JOB:
Locate the line containing "Where can the red painted", then please write out that line and all the lines below it in the entries exactly.

PROVIDED ENTRIES:
§ §
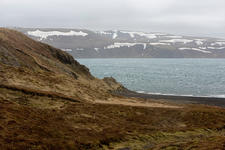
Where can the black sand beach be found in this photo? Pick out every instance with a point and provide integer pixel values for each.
(213, 101)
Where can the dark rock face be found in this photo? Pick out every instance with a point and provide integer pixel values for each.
(18, 50)
(127, 44)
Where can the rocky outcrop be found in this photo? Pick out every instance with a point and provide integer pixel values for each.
(36, 66)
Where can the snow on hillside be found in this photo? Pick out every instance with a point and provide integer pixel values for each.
(147, 35)
(194, 49)
(45, 34)
(118, 45)
(185, 41)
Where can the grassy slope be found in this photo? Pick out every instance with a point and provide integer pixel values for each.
(45, 103)
(29, 121)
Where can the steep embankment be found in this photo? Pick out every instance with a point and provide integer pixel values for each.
(46, 102)
(27, 64)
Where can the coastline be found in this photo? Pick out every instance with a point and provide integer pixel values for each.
(212, 101)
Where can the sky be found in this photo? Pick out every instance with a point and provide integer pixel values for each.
(182, 17)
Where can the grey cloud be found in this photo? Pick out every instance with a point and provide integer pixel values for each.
(192, 17)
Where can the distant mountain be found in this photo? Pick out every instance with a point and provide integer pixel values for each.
(127, 44)
(38, 68)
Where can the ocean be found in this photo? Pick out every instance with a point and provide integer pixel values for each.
(186, 77)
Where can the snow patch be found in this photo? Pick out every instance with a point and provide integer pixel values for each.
(45, 34)
(173, 36)
(177, 41)
(79, 49)
(216, 48)
(118, 45)
(96, 49)
(199, 41)
(153, 44)
(67, 50)
(194, 49)
(147, 35)
(218, 44)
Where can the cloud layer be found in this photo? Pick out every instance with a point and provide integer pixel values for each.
(192, 17)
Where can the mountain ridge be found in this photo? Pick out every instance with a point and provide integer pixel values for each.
(83, 43)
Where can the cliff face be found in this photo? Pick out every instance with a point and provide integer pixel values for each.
(27, 64)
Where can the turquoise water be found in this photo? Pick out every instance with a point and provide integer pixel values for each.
(191, 77)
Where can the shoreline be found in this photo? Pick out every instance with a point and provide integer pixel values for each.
(213, 101)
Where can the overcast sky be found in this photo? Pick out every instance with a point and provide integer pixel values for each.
(184, 17)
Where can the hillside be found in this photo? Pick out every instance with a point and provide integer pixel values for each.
(127, 44)
(48, 101)
(33, 65)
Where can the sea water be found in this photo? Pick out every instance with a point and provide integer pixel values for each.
(188, 77)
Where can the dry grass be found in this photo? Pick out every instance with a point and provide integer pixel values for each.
(60, 124)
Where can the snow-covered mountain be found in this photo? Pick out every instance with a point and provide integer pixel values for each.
(127, 44)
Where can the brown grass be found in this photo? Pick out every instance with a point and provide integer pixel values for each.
(68, 125)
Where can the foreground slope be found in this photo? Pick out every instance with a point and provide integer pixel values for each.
(49, 101)
(127, 44)
(27, 64)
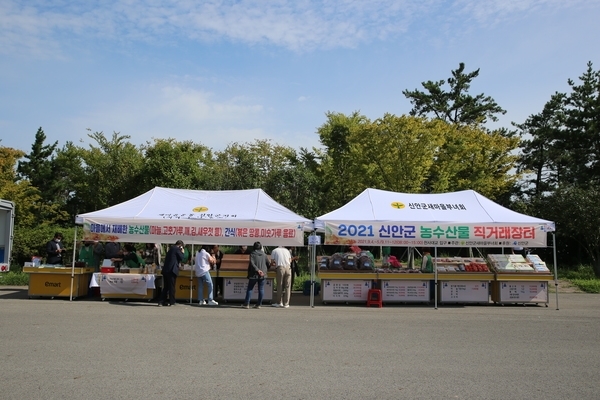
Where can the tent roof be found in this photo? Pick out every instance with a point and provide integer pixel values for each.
(197, 205)
(465, 206)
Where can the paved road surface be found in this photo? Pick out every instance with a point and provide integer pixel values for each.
(89, 349)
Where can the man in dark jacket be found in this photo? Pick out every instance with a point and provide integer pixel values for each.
(55, 250)
(257, 272)
(170, 271)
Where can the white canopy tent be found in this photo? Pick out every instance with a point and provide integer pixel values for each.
(457, 219)
(163, 215)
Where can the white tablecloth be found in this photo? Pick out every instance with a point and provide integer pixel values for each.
(123, 283)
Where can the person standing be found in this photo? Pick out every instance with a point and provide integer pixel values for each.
(150, 254)
(170, 271)
(55, 250)
(202, 266)
(283, 262)
(257, 272)
(112, 250)
(86, 254)
(295, 267)
(242, 250)
(427, 264)
(98, 254)
(218, 286)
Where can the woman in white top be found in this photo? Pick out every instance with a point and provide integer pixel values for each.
(202, 270)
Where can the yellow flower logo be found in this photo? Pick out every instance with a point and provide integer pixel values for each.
(398, 205)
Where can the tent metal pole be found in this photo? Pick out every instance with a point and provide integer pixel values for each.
(555, 268)
(73, 264)
(313, 260)
(192, 279)
(435, 272)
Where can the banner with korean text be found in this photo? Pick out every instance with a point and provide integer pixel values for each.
(430, 234)
(190, 231)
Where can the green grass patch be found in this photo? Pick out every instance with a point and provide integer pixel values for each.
(299, 281)
(587, 285)
(581, 276)
(13, 278)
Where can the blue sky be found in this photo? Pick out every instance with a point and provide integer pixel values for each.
(223, 71)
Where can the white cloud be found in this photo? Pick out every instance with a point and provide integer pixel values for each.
(172, 110)
(298, 25)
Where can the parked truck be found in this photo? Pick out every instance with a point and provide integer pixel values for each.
(7, 221)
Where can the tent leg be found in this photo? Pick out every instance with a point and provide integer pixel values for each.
(555, 268)
(313, 260)
(435, 271)
(73, 264)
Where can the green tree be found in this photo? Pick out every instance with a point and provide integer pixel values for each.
(454, 105)
(112, 169)
(401, 152)
(581, 141)
(341, 175)
(173, 164)
(576, 213)
(39, 167)
(541, 161)
(474, 158)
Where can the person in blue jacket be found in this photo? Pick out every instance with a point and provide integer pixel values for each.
(170, 271)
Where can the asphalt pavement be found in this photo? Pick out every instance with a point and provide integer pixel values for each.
(92, 349)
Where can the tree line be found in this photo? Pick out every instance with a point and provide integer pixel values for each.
(547, 166)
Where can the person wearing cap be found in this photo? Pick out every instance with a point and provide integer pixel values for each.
(130, 257)
(98, 254)
(86, 254)
(257, 273)
(282, 258)
(170, 271)
(55, 250)
(204, 261)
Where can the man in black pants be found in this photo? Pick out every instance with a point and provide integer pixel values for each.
(218, 286)
(170, 271)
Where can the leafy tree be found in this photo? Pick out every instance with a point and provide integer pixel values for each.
(400, 150)
(112, 169)
(38, 170)
(173, 164)
(339, 169)
(454, 105)
(541, 161)
(473, 158)
(560, 158)
(576, 214)
(581, 141)
(417, 155)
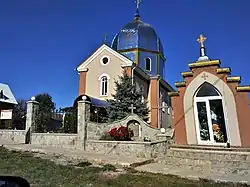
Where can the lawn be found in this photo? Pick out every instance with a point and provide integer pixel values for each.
(43, 173)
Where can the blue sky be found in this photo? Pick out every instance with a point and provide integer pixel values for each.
(43, 41)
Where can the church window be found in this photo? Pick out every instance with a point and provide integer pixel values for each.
(209, 115)
(148, 64)
(104, 86)
(105, 60)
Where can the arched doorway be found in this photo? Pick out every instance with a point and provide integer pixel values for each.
(210, 116)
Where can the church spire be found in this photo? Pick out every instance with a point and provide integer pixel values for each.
(203, 56)
(137, 14)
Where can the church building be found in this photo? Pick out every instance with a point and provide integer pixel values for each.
(209, 107)
(136, 49)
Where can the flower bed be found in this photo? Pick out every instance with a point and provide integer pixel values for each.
(118, 134)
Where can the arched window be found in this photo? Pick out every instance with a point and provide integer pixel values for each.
(104, 86)
(148, 64)
(209, 115)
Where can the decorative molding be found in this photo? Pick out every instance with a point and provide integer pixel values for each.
(165, 84)
(243, 88)
(204, 64)
(223, 70)
(173, 94)
(180, 84)
(101, 60)
(142, 50)
(187, 74)
(104, 75)
(234, 79)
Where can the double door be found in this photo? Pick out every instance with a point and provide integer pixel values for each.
(210, 121)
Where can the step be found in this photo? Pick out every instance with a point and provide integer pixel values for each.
(209, 154)
(212, 165)
(210, 147)
(194, 175)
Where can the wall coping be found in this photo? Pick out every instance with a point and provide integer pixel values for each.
(54, 134)
(6, 130)
(127, 142)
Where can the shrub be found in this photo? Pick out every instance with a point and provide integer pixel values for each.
(108, 167)
(106, 136)
(121, 133)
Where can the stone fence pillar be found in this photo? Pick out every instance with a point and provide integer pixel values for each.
(83, 117)
(32, 107)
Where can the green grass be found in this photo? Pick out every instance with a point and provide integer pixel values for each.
(41, 172)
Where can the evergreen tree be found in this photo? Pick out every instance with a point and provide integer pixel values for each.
(125, 95)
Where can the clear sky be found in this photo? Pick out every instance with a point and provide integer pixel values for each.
(43, 41)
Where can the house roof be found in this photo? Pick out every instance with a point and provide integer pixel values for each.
(6, 96)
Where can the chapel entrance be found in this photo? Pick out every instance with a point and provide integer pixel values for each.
(209, 116)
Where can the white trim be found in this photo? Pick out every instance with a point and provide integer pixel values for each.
(101, 60)
(145, 60)
(101, 81)
(104, 75)
(98, 52)
(206, 99)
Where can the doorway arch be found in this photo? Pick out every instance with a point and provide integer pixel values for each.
(210, 118)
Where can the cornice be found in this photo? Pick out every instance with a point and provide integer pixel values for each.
(204, 64)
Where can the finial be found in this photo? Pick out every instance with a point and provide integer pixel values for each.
(203, 56)
(105, 39)
(137, 14)
(201, 40)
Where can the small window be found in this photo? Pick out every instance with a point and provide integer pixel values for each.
(104, 86)
(104, 60)
(148, 64)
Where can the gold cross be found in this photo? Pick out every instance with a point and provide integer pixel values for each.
(105, 38)
(138, 3)
(204, 76)
(201, 40)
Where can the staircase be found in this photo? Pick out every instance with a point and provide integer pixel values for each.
(219, 160)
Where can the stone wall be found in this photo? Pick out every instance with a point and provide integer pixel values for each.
(55, 139)
(140, 128)
(128, 148)
(15, 136)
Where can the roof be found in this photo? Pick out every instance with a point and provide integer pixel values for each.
(6, 96)
(94, 101)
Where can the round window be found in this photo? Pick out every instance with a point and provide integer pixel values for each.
(105, 60)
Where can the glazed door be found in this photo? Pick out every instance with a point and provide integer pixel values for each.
(203, 124)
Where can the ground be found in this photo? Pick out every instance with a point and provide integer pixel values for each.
(45, 172)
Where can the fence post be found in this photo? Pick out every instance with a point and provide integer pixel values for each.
(83, 117)
(32, 107)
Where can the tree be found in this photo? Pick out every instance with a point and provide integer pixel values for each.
(45, 111)
(70, 120)
(19, 114)
(125, 95)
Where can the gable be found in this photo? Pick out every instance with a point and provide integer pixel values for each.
(85, 64)
(6, 95)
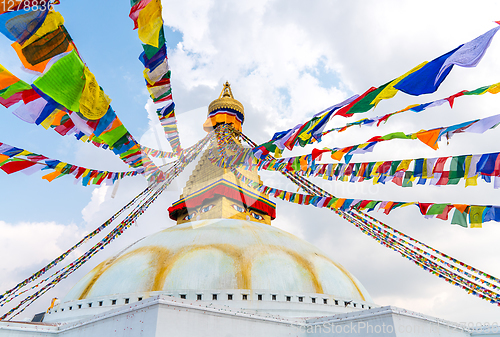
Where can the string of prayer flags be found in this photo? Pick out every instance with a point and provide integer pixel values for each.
(377, 121)
(445, 267)
(166, 115)
(13, 159)
(7, 296)
(428, 137)
(68, 97)
(423, 79)
(427, 79)
(477, 216)
(147, 18)
(150, 196)
(11, 88)
(157, 153)
(404, 173)
(312, 131)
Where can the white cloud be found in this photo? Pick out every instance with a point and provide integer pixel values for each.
(287, 60)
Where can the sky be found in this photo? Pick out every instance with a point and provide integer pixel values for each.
(286, 61)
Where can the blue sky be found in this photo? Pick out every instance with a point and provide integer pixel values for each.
(286, 60)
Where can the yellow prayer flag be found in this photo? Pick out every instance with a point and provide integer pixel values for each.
(337, 155)
(51, 176)
(404, 165)
(94, 102)
(389, 91)
(47, 122)
(494, 89)
(6, 78)
(53, 21)
(375, 167)
(150, 23)
(429, 137)
(339, 203)
(472, 181)
(60, 166)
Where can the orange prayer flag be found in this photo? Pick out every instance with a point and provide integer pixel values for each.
(3, 158)
(461, 208)
(51, 176)
(337, 155)
(6, 78)
(429, 137)
(339, 203)
(40, 67)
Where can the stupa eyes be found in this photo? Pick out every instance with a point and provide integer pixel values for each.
(206, 208)
(257, 216)
(238, 208)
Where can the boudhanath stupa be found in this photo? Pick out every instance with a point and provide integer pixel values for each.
(224, 270)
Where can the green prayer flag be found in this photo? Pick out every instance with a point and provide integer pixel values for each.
(436, 209)
(406, 180)
(64, 82)
(457, 170)
(151, 51)
(476, 214)
(394, 166)
(111, 137)
(459, 218)
(14, 89)
(394, 135)
(478, 91)
(365, 104)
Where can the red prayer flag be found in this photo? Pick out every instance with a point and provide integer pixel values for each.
(345, 110)
(16, 165)
(424, 206)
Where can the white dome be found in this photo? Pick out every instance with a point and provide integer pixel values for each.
(220, 254)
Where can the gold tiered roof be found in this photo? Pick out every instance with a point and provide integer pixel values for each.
(214, 192)
(225, 110)
(226, 101)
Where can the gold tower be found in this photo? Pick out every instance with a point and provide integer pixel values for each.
(213, 191)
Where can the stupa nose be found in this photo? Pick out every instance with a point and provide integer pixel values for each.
(225, 110)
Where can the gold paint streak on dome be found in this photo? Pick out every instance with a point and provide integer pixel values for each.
(104, 266)
(349, 276)
(243, 278)
(226, 100)
(162, 261)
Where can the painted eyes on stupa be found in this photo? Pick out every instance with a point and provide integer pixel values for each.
(206, 208)
(257, 216)
(238, 208)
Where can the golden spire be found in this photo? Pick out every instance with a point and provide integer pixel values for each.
(226, 101)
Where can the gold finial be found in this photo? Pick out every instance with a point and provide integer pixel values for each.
(226, 91)
(226, 100)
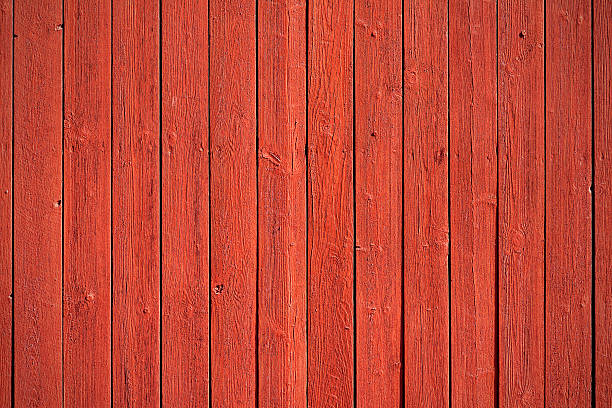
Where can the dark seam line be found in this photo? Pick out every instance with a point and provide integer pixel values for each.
(593, 248)
(448, 259)
(161, 293)
(209, 212)
(354, 232)
(13, 210)
(402, 384)
(306, 27)
(497, 311)
(257, 203)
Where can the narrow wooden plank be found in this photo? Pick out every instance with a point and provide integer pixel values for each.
(38, 203)
(282, 203)
(6, 200)
(330, 204)
(426, 228)
(378, 201)
(185, 203)
(87, 203)
(568, 203)
(473, 200)
(233, 195)
(521, 202)
(602, 106)
(135, 206)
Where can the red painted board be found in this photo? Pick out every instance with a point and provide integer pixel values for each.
(378, 202)
(135, 204)
(602, 189)
(473, 201)
(6, 200)
(233, 203)
(568, 203)
(87, 203)
(426, 227)
(521, 202)
(38, 203)
(330, 204)
(185, 204)
(282, 203)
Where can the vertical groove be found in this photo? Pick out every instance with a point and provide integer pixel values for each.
(161, 237)
(354, 233)
(403, 278)
(593, 248)
(448, 208)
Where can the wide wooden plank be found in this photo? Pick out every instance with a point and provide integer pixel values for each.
(602, 106)
(568, 203)
(233, 197)
(38, 203)
(185, 249)
(521, 202)
(135, 203)
(330, 204)
(6, 200)
(426, 228)
(87, 203)
(473, 201)
(378, 202)
(282, 203)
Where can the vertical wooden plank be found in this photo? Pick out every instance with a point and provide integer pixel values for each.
(426, 292)
(6, 200)
(135, 189)
(330, 204)
(521, 202)
(185, 220)
(38, 203)
(282, 203)
(473, 200)
(602, 106)
(378, 201)
(568, 203)
(87, 203)
(233, 217)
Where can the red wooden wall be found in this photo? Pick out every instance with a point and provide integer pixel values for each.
(282, 203)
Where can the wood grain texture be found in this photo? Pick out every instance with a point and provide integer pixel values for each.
(233, 217)
(87, 203)
(426, 228)
(473, 201)
(602, 106)
(378, 202)
(282, 203)
(38, 203)
(568, 203)
(185, 222)
(135, 189)
(330, 204)
(521, 202)
(6, 200)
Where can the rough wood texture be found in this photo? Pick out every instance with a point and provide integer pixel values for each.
(282, 204)
(473, 200)
(426, 228)
(6, 200)
(602, 106)
(521, 202)
(136, 222)
(38, 203)
(568, 203)
(378, 201)
(233, 217)
(185, 232)
(87, 203)
(330, 204)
§ §
CORRECT RESPONSE:
Where can the red painted board be found in this photo? Pick out every instance with a point and provide integer pixel values for each.
(378, 202)
(135, 204)
(602, 189)
(473, 201)
(6, 200)
(233, 203)
(568, 203)
(87, 203)
(426, 227)
(521, 202)
(38, 203)
(330, 204)
(185, 204)
(282, 203)
Where can the vertical groove be found in this photo? Pick out every instance with a point and provide integer pixel values for each.
(161, 237)
(354, 233)
(403, 278)
(593, 248)
(448, 208)
Where can the wide wooden plank be found in this photo? Pick out every instance with a point and provide integer pixel values for each.
(602, 106)
(568, 203)
(233, 197)
(38, 203)
(185, 249)
(521, 202)
(135, 203)
(330, 204)
(6, 200)
(426, 228)
(87, 203)
(473, 201)
(378, 202)
(282, 203)
Where can the vertical wooden plank be found in this photo? Pick out every instance with a point and provide integer pixel values for each.
(426, 292)
(6, 200)
(135, 189)
(330, 204)
(521, 202)
(185, 220)
(38, 203)
(282, 203)
(473, 200)
(602, 106)
(378, 201)
(568, 203)
(87, 203)
(233, 217)
Where can the red wooden wall be found in this photo? Pick out every instance with a point and provide integer pixel values for each.
(282, 203)
Where can the wood grain texture be found in this photo? Pick out every instance with a point and provide integer pixel values for each.
(233, 217)
(87, 203)
(426, 228)
(473, 201)
(602, 106)
(378, 202)
(282, 203)
(38, 203)
(568, 203)
(185, 222)
(135, 189)
(330, 204)
(521, 202)
(6, 200)
Where can the rough wood texture be found in this photo? Pick out every instance with a point and provide integer pixel values for each.
(282, 204)
(473, 200)
(426, 228)
(6, 200)
(602, 106)
(521, 202)
(136, 222)
(38, 203)
(568, 203)
(378, 201)
(233, 217)
(185, 232)
(87, 203)
(330, 204)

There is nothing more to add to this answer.